Excerpted text:
### Imports

In [30]:
import os
import pdfplumber
import openai
from qdrant_client.http.models import Distance, VectorParams
from qdrant_client.http.models import PointStruct
from qdrant_client import QdrantClient
from qdrant_client.http import models
from dotenv import load_dotenv

load_dotenv('./.env')

True

### Parse document

In [31]:
fulltext = ""
with pdfplumber.open("/Users/alex/Documents/MBIT/MBIT_PROYECTOS/CV-Insights-Project/data/99433371.pdf") as pdf:
    # loop over all the pages
    for page in pdf.pages:
        fulltext += page.extract_text()

In [32]:
text = fulltext

chunks = []
while len(text) > 500:
    last_period_index = text[:500].rfind('.')
    if last_period_index == -1:
        last_period_index = 500
    chunks.append(text[:last_period_index])
    text = text[last_period_index+1:]
chunks.append(text)

In [33]:
chunks[1]

'\nConstruction Jul 2005 to Jan 2006\nCompany Name ï¼\u200b City , State\nExtensive remodeling project.\nNov 2004\nCompany Name ï¼\u200b City , State\ninternship supporting interior design/project teams, researching materials, and organizing the materials resource library.\nAccounts Payable Assistant Jan 1999 to Jan 2000\nCompany Name ï¼\u200b City , State\nHandling petty cash, data entry, payroll distribution, and other administrative duties'

### Qdrant connection

In [34]:
url = os.getenv("QDRANT_URL")
api_key = os.getenv("QDRANT_API_KEY")
port = 6333

qdrant_client = QdrantClient(
    url=url,
    port=port,
    api_key=api_key,
)

qdrant_client.recreate_collection(
    collection_name="demo",
    vectors_config=models.VectorParams(size=1536, distance=models.Distance.COSINE),
)

True

### Generate embeddings

In [35]:
points = []
i = 1
for chunk in chunks:
    i += 1
    
    embeddings = openai.embeddings.create(
        input=chunk,
        model="text-embedding-3-small"
    ).data[0].embedding

    points.append(PointStruct(id=i, vector=embeddings, payload={"text": chunk}))

### Index the embeddings

In [36]:
operation_info = qdrant_client.upsert(
    collection_name="demo",
    wait=True,
    points=points
)

### Query index

In [37]:
def create_answer_with_context(query):
    embeddings = openai.embeddings.create(
        input=query,
        model="text-embedding-3-small"
    ).data[0].embedding

    search_result = qdrant_client.search(
        collection_name="demo",
        query_vector=embeddings, 
        limit=3
    )

    prompt = """You are a helpful HR assistant who answers 
                questions in brief based on the context below.
                All pdfs are CVs.
 
                Context:\n"""
    for result in search_result:
        prompt += result.payload['text'] + "\n---\n"
    prompt += "Question:" + query + "\n---\n" + "Answer:"

    completion = openai.chat.completions.create(
        model="gpt-4-0125-preview",
        messages=[
            {"role": "user", "content": prompt}
        ]
    )

    return completion.choices[0].message.content

In [38]:
input = "Where did this candidate go to school?"
answer = create_answer_with_context(input)
print(answer)

The candidate went to school at the University of Oregon and the University of Washington.


In [39]:
input = "When did Daniel shift to Machine Learning?"
answer = create_answer_with_context(input)
print(answer)

There is no information about Daniel shifting to Machine Learning in the provided context.

Recorded data:
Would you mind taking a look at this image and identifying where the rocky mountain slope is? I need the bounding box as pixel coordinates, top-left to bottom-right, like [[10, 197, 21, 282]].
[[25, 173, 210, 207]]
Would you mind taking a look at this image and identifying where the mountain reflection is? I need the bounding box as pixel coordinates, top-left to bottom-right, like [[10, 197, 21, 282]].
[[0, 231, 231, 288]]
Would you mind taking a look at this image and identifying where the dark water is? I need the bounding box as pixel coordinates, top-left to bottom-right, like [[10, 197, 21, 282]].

Task statement:
Answer these questions from the notebook:
(a) How many characters long may the text be before the notebook splits it into chunks?
(b) Which embedding model does the notebook use?
(c) How many search results does the notebook retrieve for each query?

Response for this exercise:
(a) 500
(b) text-embedding-3-small
(c) 3